Your answer must be every record below, written out exactly as it appears.
· · · ·
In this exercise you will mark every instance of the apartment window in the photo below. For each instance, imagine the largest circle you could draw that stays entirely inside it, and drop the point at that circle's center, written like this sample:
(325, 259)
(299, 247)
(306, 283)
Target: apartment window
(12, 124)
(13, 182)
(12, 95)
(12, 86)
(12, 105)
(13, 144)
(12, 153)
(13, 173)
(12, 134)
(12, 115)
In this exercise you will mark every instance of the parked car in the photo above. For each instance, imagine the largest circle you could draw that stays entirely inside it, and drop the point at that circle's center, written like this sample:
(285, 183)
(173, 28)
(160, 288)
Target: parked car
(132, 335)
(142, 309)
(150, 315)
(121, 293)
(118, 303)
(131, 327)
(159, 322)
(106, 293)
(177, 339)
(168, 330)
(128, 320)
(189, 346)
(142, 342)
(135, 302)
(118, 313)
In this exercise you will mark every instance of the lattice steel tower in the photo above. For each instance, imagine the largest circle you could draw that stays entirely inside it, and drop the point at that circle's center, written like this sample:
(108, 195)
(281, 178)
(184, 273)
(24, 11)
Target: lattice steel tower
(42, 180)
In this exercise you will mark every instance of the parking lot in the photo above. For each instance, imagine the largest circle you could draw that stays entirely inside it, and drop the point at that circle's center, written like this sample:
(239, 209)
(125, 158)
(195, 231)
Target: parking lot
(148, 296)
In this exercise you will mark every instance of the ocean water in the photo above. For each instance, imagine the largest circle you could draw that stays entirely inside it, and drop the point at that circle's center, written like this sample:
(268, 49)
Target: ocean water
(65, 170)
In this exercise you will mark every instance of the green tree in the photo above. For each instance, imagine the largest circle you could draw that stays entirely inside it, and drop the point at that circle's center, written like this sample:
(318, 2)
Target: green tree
· · · ·
§ **SOLUTION**:
In this exercise you will mark every instance of the apartment window in the photo below. For each instance, imagine the largest circle you could draw that stays entirely inside it, and drop the point at that circle's center, written like this sample:
(325, 259)
(299, 247)
(306, 283)
Target: apartment window
(12, 124)
(13, 182)
(12, 95)
(12, 86)
(12, 105)
(13, 144)
(12, 153)
(13, 173)
(12, 134)
(12, 115)
In this exercise you will mark every instance of the parked car in the photo above. For each instance, imagine the largest circle you could draw that stays entirely inside it, and drop the point at that circle's center, written like this sample:
(285, 183)
(173, 28)
(160, 288)
Target: parked car
(132, 335)
(142, 309)
(150, 315)
(121, 293)
(118, 303)
(131, 327)
(159, 322)
(106, 293)
(177, 339)
(168, 330)
(128, 320)
(189, 346)
(142, 342)
(135, 302)
(118, 313)
In this exercise you will mark every instance of the lattice steel tower in the photo above. For each instance, imagine the largest circle you could draw that stays entirely inside it, and drop the point at that circle's center, written like this sample:
(108, 195)
(281, 178)
(184, 273)
(24, 11)
Target: lattice steel tower
(42, 180)
In this exercise you will mark every instance of the parking lot in the photo above. For each instance, imagine the largest circle you could draw that stays entirely inside it, and drop the point at that circle's center, written like this sample:
(239, 209)
(125, 158)
(195, 231)
Target: parking lot
(148, 296)
In this exercise you will mark every instance of the ocean water in the photo above. For each instance, imagine the largest circle you could draw that stays entirely inside it, and drop the point at that circle's center, written like this sample:
(268, 49)
Target: ocean water
(65, 170)
In this exercise you will mark every instance of the green tree in the photo above. For each instance, imagine the largest circle you could draw that stays entirely inside it, and drop the point at that circle's center, written like this sample:
(318, 2)
Target: green tree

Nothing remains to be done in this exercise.